**Task set**
1. Does the CEQA article below agree with each statement? (a) The Holland and Knight report covers CEQA cases filed from 2010 through 2012. (b) Major changes to CEQA were approved this year. (c) Jennifer Hernandez is the primary author of the report. Answer yes or no for each, quoting the article's deciding words.
2. In the CEQA article below, copy word for word the part that opens with the words containing "Holland and Knight partner" and closes with "prior CEQA-related claims.)".

Anti-CEQA Lobbyists Turn to Empirical Analysis, But Are Their Conclusions Sound?

Influential Attacks on California’s Environmental Impact Law Aren’t Supported By the Data

Every August, as the California legislative session comes to a head, lobbyists attempt to gain support for dramatically scaling back California’s landmark environmental law, CEQA (the California Environmental Quality Act).  This year was no exception.  Last month, the law firm Holland and Knight, which has been a leading force on this issue, issued a new report designed to gain support for dramatic changes to the law.  The report assembles a nearly-complete census of virtually all CEQA cases filed in California trial courts during the three-year period 2010 through 2012, and concludes—in heavy-handed rhetoric—that CEQA is typically not used to protect the environment, but actually harms the environment (and the economy).  But despite the impressive quantity of data amassed for the report, my major takeaway is that the report’s own dataset (in Appendix A of the document) does not support its conclusions.  This report should not be used to inform future policy.

CEQA requires local governments and state agencies to study, understand, and consider the environmental impacts of projects before they approve them. It also requires government agencies to mitigate significant environmental impacts to the extent feasible. CEQA has done a lot of good over the years, increasing dramatically our knowledge of environmental challenges and requiring mitigation for most of the significant impacts caused by new development and industry over the past 40 years.  On the other hand, application of the law sometimes has negative unintended consequences, such as providing a way for businesses to attack competitors to gain advantage.  But those cases shouldn’t be used to take the heart out of the law, which is exactly what many of the legislative proposals floated in the last several years would do.  While no major changes to the law were approved this year, we can expect the same issue to come back again and again.

Holland and Knight partner Jennifer Hernandez, the primary author of the report, has devoted much of her recent career to advocating major changes in CEQA to make it easier to build new projects. She has argued forcefully that CEQA does far more harm than good, and her advocacy has been influential over the past several years. I largely disagree with Jennifer about CEQA’s merits, but I enjoy engaging with her about it.  Unfortunately, this report, which has been widely covered uncritically in the media, makes claims that are not supported by the data. (I’ll note also that my colleague Ethan Elkind has criticized the validity some of Holland and Knight’s prior CEQA-related claims.)

Below, I review a central claim of the new report: that the evidence demonstrates that CEQA is disproportionately used to attack projects that have environmental benefits. This claim relies on three specific assertions: (1) CEQA lawsuits disproportionately are aimed at infill development projects that contribute to higher-density communities that achieve environmental benefits and relieve housing demand, reducing our ability to provide infill housing. (2) CEQA lawsuits often target transit systems that likewise contribute to environmental quality and reduce carbon emissions, reducing our ability to develop mass transit. And (3) CEQA lawsuits often target renewable energy projects, especially solar energy, that is needed to replace fossil fuels to meet our state’s energy needs, reducing our ability to develop renewable energy capacity.

Spatial annotation records
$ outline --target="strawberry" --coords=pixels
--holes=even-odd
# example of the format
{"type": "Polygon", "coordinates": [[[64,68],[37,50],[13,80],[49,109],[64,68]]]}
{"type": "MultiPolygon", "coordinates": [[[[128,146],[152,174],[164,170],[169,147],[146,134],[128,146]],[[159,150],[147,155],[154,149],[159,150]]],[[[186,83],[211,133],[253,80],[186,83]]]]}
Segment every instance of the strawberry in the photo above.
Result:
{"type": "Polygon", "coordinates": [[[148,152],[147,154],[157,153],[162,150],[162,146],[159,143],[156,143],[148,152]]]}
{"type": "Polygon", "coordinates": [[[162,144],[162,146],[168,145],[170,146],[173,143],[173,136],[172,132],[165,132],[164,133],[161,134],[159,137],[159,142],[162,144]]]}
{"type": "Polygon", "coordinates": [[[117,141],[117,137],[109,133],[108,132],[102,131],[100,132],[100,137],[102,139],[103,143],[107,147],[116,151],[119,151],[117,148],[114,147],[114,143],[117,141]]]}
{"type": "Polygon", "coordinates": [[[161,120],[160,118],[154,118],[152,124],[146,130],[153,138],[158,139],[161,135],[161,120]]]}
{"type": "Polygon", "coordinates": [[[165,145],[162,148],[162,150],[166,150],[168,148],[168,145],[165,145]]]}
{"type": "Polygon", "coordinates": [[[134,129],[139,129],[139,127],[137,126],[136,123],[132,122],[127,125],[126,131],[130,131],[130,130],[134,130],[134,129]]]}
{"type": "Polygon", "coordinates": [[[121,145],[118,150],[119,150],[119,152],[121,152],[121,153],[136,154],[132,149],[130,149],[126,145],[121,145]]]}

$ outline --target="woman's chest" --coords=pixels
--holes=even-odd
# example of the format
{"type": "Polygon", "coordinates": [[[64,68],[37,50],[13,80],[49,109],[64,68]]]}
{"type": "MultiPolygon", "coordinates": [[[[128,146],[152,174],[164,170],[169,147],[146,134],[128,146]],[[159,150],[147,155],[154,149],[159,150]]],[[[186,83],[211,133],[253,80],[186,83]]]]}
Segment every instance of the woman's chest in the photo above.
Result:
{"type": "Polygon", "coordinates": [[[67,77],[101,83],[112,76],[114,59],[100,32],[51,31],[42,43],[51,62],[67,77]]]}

**Responses per task**
1.
(a) Yes: "during the three-year period 2010 through 2012"
(b) No: "While no major changes to the law were approved this year"
(c) Yes: "Holland and Knight partner Jennifer Hernandez, the primary author of the report"

2.
Holland and Knight partner Jennifer Hernandez, the primary author of the report, has devoted much of her recent career to advocating major changes in CEQA to make it easier to build new projects. She has argued forcefully that CEQA does far more harm than good, and her advocacy has been influential over the past several years. I largely disagree with Jennifer about CEQA’s merits, but I enjoy engaging with her about it.  Unfortunately, this report, which has been widely covered uncritically in the media, makes claims that are not supported by the data. (I’ll note also that my colleague Ethan Elkind has criticized the validity some of Holland and Knight’s prior CEQA-related claims.)